Pour avoir été l’un des personnages les plus influents de la Renaissance sur la scène européenne, Antoine Perrenot de Granvelle (Besançon, 1517 – Madrid, 1586), n’en reste pas moins méconnu sur la terre comtoise qui l’a vu naître il y a un demi millénaire. La faute à l’Histoire et aux lectures qu’il a été donné d’en faire aux chercheurs…
Besançon lui doit la construction de l’hôtelMontmartin (aujourd’hui dans l’enceinte de l’hôpital Saint-Jacques) et à son père avant lui celle du palais Granvelle. Ornans (25) et Grandvelle-le-Perrenot (70) ont vu se bâtir leurs maisons familiales. Et si des édifices et des rues perpétuent le nom des Granvelle, la stature de son plus illustre représentant, Antoine Perrenot de Granvelle, homme d’État, grand prélat, mécène et bibliophile de la Renaissance, passe bien souvent inaperçue.

DONNÉES EXTRAITES »
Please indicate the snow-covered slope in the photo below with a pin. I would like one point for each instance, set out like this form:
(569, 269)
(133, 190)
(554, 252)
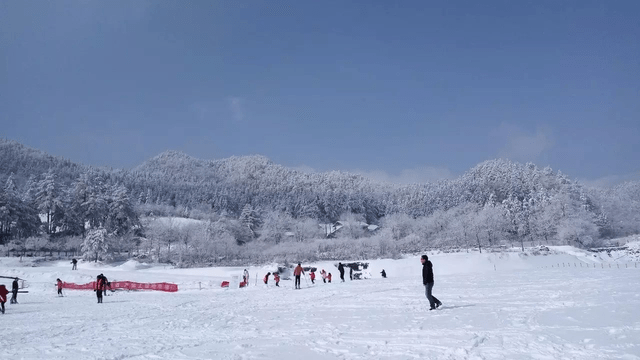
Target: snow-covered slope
(496, 306)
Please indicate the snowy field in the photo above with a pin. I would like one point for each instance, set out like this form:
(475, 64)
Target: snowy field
(524, 309)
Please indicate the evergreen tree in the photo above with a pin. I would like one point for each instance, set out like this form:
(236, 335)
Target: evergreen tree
(49, 202)
(122, 217)
(95, 245)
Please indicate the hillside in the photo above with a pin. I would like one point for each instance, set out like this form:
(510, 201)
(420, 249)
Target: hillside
(250, 199)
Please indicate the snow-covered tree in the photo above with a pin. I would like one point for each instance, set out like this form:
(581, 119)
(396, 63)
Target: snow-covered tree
(49, 202)
(95, 245)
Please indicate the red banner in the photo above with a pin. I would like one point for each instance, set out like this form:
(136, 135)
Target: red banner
(125, 285)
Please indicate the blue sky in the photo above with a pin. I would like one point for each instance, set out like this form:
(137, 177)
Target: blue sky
(403, 91)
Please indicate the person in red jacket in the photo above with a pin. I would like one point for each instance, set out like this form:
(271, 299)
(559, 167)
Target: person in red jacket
(3, 297)
(99, 288)
(59, 283)
(297, 272)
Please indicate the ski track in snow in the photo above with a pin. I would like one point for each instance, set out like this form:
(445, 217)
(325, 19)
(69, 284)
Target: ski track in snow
(522, 314)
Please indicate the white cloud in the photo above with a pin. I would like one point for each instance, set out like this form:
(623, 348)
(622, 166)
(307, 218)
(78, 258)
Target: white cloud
(609, 181)
(235, 104)
(521, 146)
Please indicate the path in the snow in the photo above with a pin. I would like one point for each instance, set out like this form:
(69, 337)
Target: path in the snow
(533, 314)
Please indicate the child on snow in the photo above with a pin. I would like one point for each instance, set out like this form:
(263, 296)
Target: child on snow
(3, 297)
(99, 288)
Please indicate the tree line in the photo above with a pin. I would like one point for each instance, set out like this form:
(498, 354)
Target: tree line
(249, 207)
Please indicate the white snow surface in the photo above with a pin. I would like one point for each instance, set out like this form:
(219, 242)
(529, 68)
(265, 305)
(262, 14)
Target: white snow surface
(496, 306)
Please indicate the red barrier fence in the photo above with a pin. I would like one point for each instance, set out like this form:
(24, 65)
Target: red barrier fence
(126, 285)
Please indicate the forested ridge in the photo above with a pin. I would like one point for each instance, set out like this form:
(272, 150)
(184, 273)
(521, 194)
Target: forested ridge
(251, 207)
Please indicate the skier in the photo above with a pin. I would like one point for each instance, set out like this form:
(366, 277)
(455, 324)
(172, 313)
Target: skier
(3, 297)
(245, 276)
(99, 287)
(297, 272)
(59, 283)
(427, 280)
(106, 284)
(14, 291)
(341, 269)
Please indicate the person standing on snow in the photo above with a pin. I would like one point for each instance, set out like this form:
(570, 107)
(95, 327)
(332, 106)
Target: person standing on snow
(59, 283)
(427, 280)
(297, 272)
(3, 297)
(99, 287)
(245, 276)
(341, 269)
(14, 291)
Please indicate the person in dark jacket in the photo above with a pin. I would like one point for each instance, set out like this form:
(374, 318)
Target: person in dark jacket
(427, 280)
(99, 287)
(14, 291)
(297, 272)
(59, 284)
(106, 284)
(3, 297)
(341, 269)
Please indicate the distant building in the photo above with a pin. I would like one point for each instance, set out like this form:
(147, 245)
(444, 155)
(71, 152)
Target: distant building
(331, 228)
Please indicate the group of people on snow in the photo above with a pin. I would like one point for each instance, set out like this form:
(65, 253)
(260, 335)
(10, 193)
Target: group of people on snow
(102, 283)
(427, 278)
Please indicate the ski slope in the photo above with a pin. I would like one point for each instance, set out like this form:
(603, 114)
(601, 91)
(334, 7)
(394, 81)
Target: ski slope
(496, 306)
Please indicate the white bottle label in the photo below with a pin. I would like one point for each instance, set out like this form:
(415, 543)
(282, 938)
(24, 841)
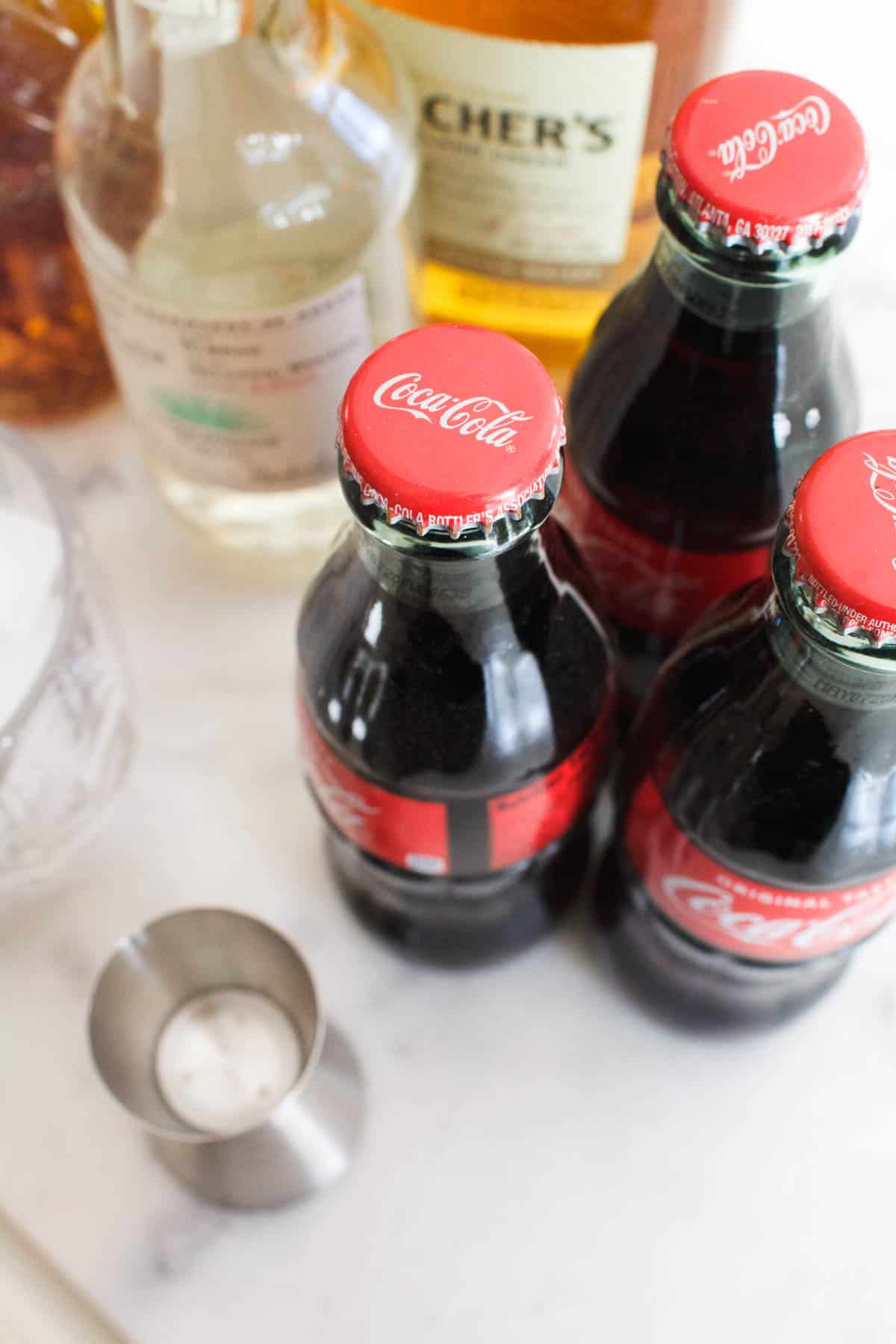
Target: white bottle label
(531, 148)
(243, 402)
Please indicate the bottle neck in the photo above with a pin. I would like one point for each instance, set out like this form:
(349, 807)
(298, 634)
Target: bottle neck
(141, 42)
(450, 581)
(732, 297)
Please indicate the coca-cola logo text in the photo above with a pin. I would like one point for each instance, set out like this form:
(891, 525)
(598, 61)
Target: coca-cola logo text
(485, 418)
(755, 147)
(798, 934)
(884, 495)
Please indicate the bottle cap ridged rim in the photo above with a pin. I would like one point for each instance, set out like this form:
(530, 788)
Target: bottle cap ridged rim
(449, 429)
(766, 159)
(842, 535)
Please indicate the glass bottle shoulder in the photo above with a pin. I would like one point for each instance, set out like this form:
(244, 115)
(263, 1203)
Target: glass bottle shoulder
(453, 697)
(778, 783)
(700, 432)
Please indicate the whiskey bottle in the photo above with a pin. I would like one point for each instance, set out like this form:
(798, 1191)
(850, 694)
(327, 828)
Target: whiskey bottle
(52, 358)
(541, 128)
(238, 181)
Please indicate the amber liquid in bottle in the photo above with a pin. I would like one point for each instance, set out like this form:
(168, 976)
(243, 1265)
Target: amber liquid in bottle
(52, 355)
(555, 320)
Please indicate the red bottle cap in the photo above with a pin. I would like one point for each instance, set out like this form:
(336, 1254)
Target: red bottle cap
(844, 534)
(766, 158)
(450, 428)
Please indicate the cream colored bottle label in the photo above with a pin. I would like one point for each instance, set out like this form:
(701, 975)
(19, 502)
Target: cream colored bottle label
(531, 148)
(242, 402)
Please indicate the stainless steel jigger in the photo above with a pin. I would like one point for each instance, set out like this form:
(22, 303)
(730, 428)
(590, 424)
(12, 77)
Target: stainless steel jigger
(206, 1027)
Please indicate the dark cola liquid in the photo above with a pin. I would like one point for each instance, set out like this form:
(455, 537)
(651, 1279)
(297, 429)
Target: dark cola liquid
(695, 433)
(457, 703)
(781, 786)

CONSIGNE » Poursuivez, s'il vous plaît, le texte sur Antoine Perrenot de Granvelle après sa dernière phrase.

RÉSULTAT »
Pourtant, la biographie du grand homme, même évoquée succinctement, force l’admiration. Antoine de Granvelle fut conseiller de Charles Quint, dont son père était lui-même le ministre chargé de l’administration de l’Italie, de l’Allemagne et des Pays-Bas. Fidèle à la lignée impériale, Antoine de Granvelle, à l’abdication de l’Empereur, se met au service de son fils Philippe II, roi d’Espagne.
Se succèdent alors les charges ecclésiastiques et d’État, qui toujours se confondent à cette période de l’histoire.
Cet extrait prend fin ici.